How many lines of the items below contain the word "grass"? Reply with the number alone.

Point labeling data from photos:
◇ ◇ ◇
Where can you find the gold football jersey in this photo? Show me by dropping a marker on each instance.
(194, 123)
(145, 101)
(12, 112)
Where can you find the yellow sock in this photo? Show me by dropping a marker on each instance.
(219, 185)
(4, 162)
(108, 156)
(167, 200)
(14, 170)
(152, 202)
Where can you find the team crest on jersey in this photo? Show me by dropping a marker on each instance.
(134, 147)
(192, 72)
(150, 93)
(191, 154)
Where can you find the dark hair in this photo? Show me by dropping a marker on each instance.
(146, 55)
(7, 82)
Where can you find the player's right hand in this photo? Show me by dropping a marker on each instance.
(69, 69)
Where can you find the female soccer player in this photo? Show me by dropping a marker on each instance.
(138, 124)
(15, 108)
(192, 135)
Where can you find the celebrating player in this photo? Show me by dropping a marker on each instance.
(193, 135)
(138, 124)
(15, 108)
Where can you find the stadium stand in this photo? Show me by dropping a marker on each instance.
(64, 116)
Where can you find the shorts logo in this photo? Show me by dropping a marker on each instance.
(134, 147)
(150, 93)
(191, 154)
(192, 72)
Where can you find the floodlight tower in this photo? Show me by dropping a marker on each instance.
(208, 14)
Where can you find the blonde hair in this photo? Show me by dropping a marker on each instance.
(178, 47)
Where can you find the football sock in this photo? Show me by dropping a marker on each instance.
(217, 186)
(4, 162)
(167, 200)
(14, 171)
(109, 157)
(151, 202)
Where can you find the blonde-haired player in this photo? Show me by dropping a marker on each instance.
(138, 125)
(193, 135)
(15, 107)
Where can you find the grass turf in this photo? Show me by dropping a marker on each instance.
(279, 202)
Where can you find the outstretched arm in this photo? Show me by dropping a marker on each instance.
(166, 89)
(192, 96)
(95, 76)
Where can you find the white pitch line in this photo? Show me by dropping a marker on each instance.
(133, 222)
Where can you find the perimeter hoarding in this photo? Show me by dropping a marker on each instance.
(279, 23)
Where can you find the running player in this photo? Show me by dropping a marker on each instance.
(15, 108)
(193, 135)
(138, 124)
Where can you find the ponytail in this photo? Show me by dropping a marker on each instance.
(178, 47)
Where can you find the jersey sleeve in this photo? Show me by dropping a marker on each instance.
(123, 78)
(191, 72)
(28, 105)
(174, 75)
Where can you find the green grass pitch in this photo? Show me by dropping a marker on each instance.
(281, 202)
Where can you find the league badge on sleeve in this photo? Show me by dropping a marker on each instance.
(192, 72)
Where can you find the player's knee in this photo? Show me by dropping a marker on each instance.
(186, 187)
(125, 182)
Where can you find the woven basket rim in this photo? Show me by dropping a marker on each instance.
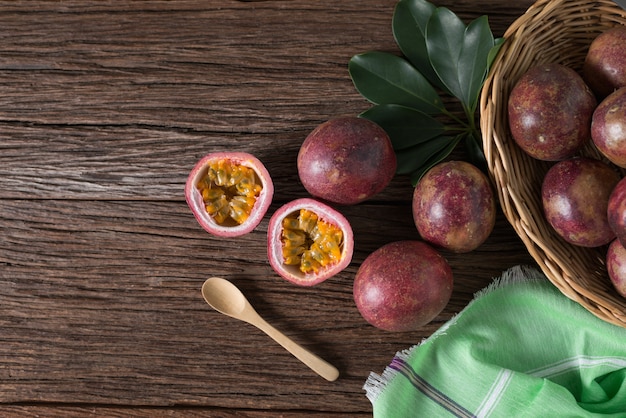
◇ ◇ ◇
> _Written response_: 2